**GIVEN INSTRUCTION:**
The required output is the exact sequence of lines from the line holding "[locate] white line" to the end of the records, inclusive.

**WORKING DATA:**
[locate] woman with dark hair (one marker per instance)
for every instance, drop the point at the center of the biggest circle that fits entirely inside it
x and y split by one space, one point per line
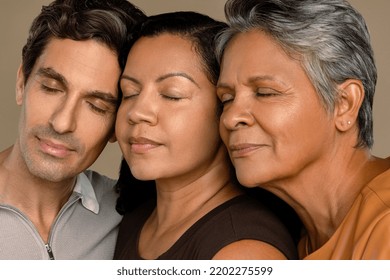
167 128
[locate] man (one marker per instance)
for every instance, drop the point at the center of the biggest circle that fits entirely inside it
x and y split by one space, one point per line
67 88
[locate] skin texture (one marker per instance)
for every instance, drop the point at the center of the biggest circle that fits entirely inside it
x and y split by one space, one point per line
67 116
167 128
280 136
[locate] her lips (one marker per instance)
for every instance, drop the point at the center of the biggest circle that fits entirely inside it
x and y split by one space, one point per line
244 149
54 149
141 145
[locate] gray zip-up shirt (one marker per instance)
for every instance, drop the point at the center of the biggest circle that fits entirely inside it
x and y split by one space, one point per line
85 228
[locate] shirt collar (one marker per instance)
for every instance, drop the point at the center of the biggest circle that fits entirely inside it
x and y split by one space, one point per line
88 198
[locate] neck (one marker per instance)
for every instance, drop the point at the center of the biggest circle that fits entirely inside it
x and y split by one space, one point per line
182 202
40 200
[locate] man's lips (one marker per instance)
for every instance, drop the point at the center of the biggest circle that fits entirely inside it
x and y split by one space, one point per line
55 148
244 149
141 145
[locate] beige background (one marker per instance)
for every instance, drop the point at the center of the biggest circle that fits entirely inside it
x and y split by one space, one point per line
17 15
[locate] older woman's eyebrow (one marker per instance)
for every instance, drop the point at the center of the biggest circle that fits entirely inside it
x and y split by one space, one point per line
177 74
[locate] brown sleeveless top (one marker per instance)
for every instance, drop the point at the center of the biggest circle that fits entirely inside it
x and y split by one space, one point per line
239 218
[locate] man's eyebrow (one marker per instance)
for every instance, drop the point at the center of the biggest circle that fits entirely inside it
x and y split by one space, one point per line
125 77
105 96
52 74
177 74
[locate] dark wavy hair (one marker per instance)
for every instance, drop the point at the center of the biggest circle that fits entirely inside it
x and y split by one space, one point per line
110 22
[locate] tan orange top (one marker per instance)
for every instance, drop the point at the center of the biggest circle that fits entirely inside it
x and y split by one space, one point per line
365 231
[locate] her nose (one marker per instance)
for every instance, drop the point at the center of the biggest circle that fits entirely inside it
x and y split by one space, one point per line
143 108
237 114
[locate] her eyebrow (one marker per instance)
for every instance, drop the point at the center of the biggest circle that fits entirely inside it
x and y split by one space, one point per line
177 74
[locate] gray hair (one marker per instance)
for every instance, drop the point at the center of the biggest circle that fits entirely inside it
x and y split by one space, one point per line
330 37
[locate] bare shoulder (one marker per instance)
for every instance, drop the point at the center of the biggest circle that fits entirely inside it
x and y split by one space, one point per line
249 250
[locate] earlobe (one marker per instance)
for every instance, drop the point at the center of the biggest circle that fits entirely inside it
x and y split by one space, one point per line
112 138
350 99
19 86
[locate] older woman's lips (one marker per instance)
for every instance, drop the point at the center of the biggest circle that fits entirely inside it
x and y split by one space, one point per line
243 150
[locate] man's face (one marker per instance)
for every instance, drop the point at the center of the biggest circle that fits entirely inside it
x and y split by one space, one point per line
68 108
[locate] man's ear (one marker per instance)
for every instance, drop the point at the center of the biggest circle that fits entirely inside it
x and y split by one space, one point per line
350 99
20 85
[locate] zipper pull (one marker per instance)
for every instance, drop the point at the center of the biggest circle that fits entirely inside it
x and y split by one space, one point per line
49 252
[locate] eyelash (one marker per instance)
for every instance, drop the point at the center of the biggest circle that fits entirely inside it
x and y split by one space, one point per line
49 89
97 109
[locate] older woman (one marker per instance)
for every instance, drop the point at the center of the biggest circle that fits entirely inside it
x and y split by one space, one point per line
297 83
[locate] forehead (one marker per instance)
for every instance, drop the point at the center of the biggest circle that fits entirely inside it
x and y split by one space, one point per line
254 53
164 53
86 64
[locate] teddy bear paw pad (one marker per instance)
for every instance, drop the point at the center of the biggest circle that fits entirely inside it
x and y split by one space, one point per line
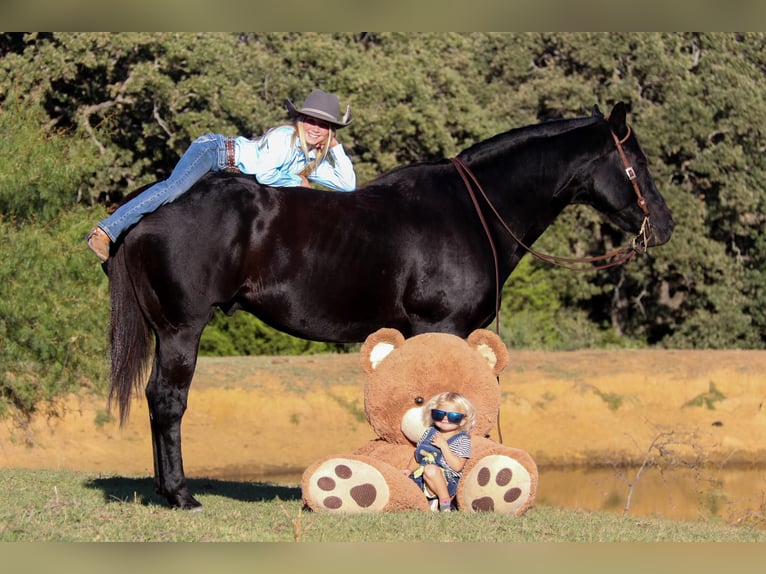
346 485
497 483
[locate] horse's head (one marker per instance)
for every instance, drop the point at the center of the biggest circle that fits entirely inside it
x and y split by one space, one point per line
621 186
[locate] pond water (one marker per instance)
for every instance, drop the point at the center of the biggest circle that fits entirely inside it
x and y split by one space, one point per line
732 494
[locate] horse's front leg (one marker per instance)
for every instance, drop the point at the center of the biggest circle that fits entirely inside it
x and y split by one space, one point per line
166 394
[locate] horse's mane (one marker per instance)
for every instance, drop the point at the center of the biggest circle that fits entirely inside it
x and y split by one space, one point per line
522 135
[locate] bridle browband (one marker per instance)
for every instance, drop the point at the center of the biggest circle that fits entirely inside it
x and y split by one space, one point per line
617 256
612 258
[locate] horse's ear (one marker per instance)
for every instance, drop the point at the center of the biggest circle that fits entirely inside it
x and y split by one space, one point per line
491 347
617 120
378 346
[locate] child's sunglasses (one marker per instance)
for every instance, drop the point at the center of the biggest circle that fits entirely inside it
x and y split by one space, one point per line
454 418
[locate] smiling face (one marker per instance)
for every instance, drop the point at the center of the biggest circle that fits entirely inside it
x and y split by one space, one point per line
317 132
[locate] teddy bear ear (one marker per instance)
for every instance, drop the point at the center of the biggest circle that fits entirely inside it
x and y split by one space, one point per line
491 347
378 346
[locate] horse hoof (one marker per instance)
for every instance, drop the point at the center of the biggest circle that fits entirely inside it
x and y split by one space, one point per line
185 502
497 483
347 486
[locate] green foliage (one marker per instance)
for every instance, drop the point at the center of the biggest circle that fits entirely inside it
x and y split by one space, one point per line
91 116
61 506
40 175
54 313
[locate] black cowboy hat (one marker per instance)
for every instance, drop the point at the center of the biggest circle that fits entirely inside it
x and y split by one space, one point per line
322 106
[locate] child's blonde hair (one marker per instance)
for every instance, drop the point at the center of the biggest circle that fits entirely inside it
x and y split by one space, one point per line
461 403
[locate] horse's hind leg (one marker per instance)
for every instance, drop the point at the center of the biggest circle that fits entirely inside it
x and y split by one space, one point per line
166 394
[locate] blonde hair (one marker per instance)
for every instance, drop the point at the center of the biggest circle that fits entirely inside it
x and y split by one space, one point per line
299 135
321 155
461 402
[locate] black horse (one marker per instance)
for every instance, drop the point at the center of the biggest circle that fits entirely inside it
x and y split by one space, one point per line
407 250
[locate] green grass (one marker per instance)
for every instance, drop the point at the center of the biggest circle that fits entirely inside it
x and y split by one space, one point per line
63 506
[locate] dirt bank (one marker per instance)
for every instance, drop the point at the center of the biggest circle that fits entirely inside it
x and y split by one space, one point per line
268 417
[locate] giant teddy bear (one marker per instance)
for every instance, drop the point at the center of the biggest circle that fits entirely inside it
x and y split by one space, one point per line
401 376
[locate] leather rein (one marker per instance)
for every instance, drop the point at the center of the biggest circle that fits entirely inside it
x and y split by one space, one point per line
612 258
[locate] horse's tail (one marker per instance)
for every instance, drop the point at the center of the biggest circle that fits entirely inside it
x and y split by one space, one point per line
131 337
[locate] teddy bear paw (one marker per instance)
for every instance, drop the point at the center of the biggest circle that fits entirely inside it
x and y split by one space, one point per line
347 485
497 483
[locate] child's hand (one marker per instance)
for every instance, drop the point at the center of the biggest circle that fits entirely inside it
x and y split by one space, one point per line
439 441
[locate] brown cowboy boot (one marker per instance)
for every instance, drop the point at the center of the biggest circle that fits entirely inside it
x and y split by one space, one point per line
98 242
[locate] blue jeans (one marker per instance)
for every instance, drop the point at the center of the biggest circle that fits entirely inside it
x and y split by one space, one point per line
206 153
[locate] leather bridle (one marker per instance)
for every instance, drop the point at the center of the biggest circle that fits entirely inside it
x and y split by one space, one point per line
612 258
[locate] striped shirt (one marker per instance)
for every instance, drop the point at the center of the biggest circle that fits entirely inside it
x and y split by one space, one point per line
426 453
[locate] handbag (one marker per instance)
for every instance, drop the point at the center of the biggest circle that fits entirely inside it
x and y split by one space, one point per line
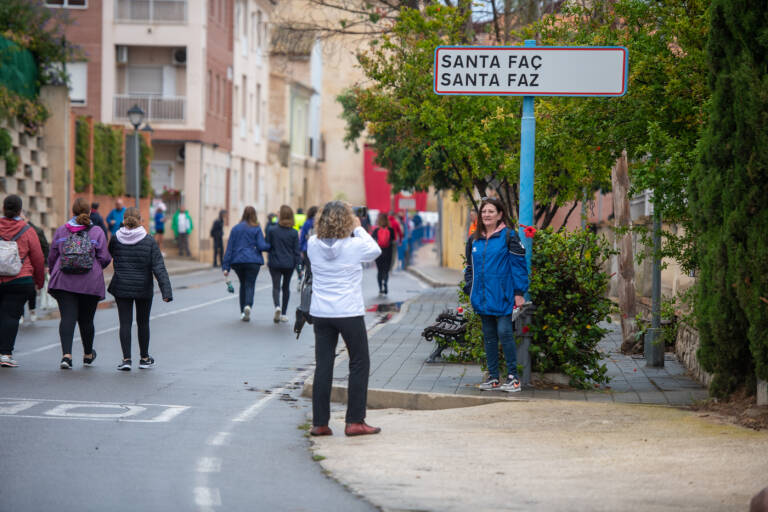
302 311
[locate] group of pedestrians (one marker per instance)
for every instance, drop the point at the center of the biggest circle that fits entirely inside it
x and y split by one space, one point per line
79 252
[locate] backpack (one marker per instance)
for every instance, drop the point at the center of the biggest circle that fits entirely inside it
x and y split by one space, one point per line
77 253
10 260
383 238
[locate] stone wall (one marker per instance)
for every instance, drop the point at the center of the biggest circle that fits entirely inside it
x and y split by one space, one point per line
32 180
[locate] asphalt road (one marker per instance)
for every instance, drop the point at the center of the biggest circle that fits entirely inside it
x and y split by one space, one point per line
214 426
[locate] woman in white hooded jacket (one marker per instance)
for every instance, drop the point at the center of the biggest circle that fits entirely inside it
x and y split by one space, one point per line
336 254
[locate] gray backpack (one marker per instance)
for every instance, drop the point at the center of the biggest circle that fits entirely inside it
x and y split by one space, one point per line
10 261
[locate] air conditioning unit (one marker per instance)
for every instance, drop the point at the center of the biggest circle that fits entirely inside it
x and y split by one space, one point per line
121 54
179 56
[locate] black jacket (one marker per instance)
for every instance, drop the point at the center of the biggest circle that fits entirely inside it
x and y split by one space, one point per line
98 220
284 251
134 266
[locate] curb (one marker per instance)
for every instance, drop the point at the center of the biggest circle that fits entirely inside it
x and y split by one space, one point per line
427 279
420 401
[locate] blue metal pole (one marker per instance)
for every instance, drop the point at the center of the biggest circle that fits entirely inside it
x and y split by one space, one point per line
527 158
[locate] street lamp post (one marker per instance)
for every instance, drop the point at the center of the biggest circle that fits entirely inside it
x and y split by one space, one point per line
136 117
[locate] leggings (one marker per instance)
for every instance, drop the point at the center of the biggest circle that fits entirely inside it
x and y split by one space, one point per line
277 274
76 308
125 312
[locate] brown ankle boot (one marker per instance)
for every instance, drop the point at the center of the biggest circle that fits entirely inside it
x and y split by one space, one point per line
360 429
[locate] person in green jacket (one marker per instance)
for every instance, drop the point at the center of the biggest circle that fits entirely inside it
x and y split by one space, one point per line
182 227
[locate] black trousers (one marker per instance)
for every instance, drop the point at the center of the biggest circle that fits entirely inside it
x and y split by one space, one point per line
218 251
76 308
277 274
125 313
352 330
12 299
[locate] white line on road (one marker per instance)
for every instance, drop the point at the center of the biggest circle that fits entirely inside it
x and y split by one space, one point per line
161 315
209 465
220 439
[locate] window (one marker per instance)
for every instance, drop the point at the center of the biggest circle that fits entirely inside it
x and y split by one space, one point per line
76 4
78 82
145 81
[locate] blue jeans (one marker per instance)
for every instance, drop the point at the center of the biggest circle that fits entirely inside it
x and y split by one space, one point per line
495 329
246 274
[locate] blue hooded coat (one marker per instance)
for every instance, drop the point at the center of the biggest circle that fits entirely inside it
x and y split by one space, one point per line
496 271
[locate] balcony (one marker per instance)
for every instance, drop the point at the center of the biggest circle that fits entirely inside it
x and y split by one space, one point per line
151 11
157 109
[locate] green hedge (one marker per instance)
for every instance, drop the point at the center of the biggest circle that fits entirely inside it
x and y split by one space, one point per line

**REPLY:**
[locate] white line on road (one marker per instance)
for every instance, drop the point at the center of the biggest circle that fits entirely inside it
x and y split by one space, one point per line
161 315
209 465
220 439
[locate] window (one marker per instance)
for every instance, drop the point at the center of the biggest circle that fits entirely inside it
x and y split by one space, one point per line
76 4
78 82
145 81
[locate] blue jeans (one marker per instance)
for every instance, drop the point at the center of the biggest circle that fits entirely inside it
x and y split by one space, one point per line
495 329
246 274
[locate] blue hooded coat (one marker per instance)
for every instance, drop the point at the center of the biggest circle that fits entirely inside it
x and y split by one space, one point per line
496 271
[locate] balcony (one marker per instance)
for every instance, drop the point at the center of the biggest circle that fits entirely inside it
x and y split by one space, one point per line
151 11
157 109
[locate] green hedge (one marker per instance)
for every instance, drop the point at the center of the biggest circle that fits entirely inside it
x and y split by one space, one point per line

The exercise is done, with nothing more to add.